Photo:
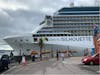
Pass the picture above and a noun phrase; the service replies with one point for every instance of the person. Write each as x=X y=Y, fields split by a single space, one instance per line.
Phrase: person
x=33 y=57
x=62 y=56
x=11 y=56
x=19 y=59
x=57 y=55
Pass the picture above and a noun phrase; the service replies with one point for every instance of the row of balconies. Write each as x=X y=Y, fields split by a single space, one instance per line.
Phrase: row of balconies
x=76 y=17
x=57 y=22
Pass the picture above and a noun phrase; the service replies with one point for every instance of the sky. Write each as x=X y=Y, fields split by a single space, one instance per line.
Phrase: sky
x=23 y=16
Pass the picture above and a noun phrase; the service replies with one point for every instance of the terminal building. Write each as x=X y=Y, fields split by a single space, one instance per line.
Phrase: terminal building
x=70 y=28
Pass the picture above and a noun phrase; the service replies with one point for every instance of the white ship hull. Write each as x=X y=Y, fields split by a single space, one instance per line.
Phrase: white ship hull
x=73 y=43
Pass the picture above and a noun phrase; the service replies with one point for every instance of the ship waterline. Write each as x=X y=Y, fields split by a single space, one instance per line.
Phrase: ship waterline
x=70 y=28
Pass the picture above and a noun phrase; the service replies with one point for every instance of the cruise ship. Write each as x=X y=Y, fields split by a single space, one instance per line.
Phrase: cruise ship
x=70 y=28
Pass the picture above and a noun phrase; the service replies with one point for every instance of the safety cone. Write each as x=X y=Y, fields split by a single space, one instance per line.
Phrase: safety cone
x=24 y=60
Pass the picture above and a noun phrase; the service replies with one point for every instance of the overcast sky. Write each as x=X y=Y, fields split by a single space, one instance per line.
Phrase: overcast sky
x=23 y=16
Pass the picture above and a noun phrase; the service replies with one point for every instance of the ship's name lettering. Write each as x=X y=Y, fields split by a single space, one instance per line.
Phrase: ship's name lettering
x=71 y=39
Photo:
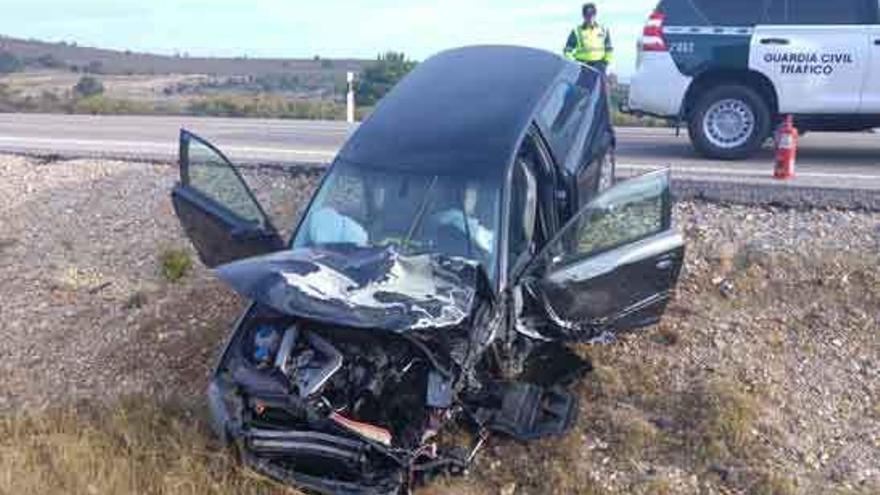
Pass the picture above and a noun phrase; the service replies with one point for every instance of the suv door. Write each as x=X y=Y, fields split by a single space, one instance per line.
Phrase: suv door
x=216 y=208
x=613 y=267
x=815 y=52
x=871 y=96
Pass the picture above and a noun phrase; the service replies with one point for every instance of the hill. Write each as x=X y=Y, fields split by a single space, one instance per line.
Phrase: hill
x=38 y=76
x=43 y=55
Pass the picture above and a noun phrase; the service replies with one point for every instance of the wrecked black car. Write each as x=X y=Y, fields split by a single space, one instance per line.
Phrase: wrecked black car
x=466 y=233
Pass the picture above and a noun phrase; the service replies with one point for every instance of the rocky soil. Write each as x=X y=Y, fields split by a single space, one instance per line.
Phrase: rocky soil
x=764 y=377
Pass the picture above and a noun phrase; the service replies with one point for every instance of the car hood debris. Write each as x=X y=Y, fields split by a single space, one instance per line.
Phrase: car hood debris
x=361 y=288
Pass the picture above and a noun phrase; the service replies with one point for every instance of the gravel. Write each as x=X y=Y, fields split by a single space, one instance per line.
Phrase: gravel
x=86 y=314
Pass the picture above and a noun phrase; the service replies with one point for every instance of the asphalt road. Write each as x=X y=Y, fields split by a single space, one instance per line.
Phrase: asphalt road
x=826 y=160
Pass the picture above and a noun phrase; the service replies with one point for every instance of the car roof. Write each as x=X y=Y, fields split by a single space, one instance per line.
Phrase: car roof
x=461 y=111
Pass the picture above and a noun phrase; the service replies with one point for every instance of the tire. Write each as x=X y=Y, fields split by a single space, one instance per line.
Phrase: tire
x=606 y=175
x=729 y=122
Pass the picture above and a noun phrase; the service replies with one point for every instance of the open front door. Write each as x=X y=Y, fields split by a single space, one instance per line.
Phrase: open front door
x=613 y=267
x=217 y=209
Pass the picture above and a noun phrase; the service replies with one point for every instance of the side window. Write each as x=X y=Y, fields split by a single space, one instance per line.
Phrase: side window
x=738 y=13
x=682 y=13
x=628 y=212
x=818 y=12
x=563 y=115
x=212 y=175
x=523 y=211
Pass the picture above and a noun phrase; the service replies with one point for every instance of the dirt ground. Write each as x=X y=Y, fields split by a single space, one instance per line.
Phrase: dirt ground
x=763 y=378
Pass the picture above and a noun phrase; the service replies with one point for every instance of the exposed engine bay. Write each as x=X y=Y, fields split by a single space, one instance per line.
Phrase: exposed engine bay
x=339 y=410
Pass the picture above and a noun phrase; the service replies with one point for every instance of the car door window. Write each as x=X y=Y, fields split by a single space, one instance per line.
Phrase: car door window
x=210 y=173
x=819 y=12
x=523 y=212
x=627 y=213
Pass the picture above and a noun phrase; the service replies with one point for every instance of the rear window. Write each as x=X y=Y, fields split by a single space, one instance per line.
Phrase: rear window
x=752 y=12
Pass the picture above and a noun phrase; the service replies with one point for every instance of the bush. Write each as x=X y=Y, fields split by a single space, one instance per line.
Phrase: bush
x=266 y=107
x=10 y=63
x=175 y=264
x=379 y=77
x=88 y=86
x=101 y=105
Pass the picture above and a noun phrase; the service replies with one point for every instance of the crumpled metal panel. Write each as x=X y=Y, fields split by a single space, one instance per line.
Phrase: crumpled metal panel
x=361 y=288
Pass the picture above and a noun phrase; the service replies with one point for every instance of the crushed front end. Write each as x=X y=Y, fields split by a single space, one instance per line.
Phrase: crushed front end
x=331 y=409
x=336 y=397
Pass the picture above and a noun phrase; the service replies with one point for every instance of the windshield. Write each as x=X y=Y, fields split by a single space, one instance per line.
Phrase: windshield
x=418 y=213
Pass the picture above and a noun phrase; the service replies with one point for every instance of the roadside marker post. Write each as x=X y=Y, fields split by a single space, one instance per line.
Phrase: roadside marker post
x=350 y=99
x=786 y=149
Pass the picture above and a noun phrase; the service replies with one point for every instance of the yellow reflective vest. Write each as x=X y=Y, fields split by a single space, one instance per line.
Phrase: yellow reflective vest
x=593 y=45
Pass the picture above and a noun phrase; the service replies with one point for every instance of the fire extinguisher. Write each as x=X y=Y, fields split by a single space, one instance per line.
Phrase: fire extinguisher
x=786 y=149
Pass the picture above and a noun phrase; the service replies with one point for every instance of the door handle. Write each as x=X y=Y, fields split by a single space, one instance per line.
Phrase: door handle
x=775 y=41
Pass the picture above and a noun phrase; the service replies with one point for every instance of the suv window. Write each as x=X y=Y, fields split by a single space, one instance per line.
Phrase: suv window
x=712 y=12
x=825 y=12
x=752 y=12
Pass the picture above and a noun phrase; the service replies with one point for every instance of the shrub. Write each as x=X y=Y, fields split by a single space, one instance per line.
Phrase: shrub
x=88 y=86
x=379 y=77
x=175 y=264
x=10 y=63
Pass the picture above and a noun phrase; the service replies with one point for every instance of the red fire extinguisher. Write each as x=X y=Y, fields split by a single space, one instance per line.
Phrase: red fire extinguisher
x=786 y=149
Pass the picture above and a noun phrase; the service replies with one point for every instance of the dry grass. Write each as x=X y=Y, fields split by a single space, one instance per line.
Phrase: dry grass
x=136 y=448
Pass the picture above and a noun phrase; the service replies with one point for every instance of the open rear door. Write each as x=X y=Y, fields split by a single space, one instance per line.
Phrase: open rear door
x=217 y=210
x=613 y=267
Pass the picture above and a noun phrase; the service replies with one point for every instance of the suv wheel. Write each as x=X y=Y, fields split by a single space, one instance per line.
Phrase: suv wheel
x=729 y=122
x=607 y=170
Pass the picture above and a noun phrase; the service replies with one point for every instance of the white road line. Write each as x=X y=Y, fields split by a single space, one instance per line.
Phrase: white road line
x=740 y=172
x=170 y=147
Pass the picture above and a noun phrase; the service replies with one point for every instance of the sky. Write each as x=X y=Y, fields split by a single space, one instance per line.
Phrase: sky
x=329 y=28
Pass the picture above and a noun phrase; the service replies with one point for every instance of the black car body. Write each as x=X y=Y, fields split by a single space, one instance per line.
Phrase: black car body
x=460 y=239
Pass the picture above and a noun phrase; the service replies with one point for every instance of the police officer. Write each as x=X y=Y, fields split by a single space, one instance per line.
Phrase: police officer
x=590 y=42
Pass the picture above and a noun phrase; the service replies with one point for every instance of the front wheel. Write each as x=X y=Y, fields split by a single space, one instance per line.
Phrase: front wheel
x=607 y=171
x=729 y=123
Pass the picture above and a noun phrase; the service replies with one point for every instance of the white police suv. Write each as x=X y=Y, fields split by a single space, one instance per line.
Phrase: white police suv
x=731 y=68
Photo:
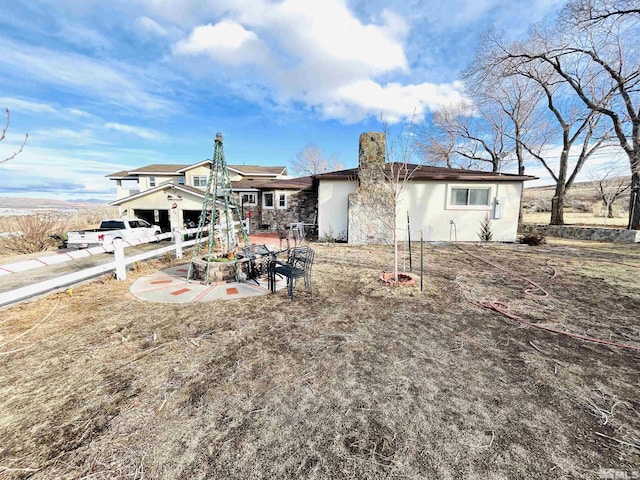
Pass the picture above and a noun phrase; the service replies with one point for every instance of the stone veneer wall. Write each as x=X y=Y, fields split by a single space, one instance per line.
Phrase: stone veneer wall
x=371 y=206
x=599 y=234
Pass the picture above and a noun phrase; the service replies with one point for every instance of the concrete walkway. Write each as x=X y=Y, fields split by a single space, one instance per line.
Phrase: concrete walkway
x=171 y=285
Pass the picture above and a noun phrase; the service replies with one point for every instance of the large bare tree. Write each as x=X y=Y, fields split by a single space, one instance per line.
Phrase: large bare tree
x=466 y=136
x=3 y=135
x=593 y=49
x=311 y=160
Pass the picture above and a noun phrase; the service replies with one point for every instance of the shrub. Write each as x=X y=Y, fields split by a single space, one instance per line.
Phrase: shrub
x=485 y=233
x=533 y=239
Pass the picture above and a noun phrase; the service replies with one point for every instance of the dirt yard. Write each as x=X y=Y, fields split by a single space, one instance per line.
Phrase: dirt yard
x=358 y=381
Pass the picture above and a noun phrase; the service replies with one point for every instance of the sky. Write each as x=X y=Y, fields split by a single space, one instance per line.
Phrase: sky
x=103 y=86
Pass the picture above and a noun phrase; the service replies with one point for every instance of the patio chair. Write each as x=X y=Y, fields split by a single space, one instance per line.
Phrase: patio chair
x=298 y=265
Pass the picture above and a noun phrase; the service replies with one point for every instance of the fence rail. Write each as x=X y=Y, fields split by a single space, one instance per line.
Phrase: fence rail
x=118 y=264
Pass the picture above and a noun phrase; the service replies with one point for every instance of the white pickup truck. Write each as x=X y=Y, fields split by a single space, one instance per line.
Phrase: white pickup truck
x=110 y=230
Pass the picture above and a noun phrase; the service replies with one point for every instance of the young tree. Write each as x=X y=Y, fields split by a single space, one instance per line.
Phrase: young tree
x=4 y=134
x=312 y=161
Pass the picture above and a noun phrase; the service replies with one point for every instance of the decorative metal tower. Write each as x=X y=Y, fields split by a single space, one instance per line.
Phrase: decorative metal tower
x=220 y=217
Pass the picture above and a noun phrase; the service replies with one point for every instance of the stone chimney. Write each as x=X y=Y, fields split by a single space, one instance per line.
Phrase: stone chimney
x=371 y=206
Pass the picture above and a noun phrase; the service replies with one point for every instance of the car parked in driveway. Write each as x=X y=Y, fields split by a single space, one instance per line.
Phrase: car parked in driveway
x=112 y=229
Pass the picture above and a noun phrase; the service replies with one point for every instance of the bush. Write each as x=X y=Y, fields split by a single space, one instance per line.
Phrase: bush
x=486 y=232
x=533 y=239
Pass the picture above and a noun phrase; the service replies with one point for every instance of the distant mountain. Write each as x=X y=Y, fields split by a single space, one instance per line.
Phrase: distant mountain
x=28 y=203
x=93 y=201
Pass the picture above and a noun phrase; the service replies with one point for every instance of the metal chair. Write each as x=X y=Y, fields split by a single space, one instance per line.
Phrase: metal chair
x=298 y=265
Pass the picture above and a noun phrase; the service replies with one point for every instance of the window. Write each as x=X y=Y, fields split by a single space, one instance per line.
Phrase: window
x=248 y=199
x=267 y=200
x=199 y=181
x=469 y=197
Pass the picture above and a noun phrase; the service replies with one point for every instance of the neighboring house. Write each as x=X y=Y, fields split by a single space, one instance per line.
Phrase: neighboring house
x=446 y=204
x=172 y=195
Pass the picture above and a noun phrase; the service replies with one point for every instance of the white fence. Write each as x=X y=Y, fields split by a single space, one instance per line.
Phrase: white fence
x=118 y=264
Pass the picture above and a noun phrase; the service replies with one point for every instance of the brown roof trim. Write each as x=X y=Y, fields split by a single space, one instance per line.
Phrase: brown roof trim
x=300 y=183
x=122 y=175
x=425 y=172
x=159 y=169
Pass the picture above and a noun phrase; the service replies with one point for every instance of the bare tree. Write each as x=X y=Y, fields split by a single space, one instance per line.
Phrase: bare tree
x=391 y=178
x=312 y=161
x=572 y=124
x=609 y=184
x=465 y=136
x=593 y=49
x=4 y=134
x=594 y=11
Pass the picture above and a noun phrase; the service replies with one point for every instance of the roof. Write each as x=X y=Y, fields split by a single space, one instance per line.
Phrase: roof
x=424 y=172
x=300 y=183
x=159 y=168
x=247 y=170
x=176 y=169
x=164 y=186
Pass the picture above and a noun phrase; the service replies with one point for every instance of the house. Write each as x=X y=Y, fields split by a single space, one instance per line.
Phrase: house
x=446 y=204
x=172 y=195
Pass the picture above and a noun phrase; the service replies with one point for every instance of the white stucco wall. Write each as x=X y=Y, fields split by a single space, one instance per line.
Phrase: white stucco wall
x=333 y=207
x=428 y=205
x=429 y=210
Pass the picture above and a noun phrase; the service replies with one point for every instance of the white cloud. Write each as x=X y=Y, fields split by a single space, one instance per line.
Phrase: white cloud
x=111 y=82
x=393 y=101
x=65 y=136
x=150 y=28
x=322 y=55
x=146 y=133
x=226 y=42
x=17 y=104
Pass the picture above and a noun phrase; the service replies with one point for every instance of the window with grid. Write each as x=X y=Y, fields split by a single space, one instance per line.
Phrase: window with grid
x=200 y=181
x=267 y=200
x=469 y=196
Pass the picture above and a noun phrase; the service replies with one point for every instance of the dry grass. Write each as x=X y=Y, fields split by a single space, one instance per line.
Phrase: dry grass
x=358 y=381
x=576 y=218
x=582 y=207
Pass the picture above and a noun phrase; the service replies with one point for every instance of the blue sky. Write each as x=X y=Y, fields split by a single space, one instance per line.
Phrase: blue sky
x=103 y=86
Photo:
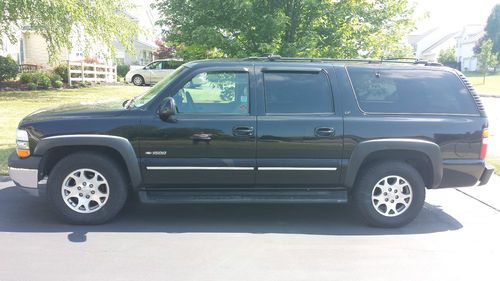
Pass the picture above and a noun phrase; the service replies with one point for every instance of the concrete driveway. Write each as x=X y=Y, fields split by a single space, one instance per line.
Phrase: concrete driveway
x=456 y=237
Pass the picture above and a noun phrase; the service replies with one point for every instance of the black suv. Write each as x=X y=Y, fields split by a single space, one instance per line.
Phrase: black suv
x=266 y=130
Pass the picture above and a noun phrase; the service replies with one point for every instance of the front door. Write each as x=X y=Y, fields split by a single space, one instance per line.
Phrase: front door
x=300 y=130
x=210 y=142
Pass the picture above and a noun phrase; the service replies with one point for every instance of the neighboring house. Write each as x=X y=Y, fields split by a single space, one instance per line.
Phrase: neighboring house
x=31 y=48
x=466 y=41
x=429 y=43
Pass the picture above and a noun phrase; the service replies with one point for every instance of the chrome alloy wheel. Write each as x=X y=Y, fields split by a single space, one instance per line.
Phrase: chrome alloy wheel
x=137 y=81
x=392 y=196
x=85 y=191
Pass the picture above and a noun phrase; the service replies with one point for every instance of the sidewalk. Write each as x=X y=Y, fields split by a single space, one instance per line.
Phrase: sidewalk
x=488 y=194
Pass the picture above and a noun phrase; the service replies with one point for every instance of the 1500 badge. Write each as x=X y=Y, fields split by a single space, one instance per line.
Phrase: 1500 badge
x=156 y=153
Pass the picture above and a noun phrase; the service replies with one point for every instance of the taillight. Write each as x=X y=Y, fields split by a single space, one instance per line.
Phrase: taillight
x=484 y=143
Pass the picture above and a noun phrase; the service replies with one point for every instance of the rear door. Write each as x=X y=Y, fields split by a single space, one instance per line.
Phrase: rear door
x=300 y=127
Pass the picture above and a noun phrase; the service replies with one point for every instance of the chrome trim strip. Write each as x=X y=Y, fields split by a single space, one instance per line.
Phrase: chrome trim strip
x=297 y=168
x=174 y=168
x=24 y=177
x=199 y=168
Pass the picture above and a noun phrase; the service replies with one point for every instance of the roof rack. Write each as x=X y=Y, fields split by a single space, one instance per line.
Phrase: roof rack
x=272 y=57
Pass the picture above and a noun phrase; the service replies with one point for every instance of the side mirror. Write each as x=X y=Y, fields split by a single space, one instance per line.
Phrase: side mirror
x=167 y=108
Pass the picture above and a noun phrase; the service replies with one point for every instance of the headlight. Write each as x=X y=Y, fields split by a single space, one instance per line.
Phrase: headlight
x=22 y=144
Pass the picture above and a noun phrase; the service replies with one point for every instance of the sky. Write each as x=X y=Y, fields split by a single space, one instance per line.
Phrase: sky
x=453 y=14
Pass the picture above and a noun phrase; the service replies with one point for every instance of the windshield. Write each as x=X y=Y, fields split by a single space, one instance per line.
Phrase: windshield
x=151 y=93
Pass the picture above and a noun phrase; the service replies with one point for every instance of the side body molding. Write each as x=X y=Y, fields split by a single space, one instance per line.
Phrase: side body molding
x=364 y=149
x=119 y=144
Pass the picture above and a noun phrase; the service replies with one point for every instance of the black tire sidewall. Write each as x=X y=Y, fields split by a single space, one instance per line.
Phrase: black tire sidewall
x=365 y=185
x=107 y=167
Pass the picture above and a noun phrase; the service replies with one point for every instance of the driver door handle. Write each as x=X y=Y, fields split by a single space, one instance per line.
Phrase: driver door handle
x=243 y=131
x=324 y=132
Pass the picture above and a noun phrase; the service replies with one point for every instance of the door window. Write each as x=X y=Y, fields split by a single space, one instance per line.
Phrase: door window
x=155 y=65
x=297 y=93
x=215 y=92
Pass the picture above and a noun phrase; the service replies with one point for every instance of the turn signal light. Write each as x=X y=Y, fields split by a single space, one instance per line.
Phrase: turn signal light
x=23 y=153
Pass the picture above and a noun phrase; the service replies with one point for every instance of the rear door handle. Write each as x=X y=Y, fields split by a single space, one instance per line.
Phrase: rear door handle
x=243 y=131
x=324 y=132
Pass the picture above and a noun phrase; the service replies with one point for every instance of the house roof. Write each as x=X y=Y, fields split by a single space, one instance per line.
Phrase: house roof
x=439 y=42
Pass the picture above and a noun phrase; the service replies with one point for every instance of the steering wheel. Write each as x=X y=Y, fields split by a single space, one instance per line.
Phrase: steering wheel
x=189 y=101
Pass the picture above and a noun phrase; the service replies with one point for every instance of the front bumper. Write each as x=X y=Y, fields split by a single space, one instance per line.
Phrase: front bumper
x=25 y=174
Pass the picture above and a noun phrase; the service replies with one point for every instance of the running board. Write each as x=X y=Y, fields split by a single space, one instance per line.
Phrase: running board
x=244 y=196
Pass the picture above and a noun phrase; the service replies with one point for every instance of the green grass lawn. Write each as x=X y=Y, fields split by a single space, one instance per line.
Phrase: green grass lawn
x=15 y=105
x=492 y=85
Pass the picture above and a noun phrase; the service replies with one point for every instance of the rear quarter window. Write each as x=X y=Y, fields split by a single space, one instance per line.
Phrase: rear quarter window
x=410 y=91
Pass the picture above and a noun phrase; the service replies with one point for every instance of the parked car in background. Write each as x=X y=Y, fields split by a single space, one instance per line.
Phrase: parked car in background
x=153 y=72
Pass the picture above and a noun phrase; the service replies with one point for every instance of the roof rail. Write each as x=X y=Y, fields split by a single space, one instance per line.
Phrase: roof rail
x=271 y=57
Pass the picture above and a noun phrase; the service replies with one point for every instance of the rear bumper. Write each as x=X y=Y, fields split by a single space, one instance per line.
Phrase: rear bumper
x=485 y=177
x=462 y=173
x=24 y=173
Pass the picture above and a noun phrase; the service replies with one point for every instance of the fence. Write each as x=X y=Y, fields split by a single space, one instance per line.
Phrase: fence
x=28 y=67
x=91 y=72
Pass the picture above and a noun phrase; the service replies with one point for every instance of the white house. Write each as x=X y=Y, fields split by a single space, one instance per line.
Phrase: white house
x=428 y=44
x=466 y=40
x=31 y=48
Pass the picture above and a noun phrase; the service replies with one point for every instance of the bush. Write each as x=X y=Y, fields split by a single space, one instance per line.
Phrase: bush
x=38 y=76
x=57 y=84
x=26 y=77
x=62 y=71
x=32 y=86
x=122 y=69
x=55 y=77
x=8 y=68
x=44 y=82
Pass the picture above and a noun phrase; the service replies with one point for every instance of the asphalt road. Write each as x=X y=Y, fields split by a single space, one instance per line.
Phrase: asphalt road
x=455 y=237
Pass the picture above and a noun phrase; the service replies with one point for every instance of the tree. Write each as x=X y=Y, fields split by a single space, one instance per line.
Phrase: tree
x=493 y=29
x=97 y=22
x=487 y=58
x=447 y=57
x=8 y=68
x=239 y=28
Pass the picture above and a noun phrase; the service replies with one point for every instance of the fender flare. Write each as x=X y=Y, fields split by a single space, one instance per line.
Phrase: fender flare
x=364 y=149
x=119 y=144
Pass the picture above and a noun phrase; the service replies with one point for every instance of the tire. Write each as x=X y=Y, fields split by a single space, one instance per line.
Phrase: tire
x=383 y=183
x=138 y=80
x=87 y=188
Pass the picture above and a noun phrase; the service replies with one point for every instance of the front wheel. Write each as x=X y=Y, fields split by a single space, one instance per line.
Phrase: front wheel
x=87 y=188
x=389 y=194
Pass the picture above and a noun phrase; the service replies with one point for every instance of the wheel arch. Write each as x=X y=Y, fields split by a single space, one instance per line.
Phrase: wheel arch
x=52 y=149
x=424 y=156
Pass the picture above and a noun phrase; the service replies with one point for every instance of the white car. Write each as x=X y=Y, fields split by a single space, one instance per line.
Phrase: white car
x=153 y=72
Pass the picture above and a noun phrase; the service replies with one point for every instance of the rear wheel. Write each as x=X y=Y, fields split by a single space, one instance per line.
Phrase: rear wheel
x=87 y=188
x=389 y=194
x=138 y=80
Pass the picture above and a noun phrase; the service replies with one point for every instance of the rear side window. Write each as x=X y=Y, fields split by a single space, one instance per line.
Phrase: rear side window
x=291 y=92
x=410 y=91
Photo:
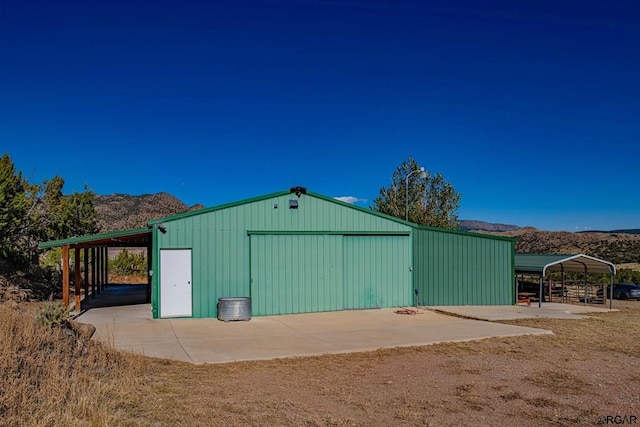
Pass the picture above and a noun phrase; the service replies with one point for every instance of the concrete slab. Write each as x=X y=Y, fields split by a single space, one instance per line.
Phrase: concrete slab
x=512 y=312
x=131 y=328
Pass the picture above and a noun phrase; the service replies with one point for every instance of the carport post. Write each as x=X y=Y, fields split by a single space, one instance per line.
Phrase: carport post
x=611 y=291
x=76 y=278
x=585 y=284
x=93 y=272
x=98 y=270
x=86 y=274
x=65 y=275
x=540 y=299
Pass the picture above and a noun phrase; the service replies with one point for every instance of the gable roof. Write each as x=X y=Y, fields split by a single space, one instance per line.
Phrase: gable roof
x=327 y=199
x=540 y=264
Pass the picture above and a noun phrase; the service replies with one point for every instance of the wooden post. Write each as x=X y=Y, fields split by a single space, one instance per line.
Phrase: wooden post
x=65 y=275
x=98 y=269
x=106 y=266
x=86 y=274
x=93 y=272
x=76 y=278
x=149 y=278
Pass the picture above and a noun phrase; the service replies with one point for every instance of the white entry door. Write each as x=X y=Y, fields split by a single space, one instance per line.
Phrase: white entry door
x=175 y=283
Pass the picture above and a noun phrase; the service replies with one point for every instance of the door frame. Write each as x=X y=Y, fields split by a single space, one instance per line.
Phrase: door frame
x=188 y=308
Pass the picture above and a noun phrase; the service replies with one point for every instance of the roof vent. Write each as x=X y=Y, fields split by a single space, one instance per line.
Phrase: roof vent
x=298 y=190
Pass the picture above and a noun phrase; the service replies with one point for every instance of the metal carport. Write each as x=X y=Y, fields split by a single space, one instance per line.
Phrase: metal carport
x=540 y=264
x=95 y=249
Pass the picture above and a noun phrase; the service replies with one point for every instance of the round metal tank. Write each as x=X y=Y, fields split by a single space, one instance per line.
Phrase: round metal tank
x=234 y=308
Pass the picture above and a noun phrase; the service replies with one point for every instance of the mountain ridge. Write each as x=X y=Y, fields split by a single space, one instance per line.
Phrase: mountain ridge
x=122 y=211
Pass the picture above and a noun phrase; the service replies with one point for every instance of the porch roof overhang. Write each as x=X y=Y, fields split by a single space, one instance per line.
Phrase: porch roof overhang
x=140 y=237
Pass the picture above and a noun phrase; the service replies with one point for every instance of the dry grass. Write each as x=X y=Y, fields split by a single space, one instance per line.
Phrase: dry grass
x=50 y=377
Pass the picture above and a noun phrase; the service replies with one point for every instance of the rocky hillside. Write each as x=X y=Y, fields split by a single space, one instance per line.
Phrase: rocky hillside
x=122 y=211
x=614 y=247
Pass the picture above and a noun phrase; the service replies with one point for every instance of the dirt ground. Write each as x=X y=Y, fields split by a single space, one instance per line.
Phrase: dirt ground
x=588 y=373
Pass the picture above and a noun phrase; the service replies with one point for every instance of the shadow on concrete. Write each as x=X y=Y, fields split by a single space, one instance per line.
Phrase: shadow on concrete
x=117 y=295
◆ ◆ ◆ ◆ ◆
Action item → Which lines run from the one holding "rear door handle." through the one holding "the house roof." in the records above? Repeat them exactly, both included, and nothing more.

Exercise output →
Pass the picture above and a noun phrase; the service replies with one point for every instance of the rear door handle. Write each as x=X y=Y, fields split by a single space, one instance per line.
Phrase: rear door handle
x=243 y=131
x=324 y=132
Pass the picture above and a noun phrase; the service replies with one point for every instance of the house roof. Write each as x=X y=Y, fields split by a single space, one instance per line.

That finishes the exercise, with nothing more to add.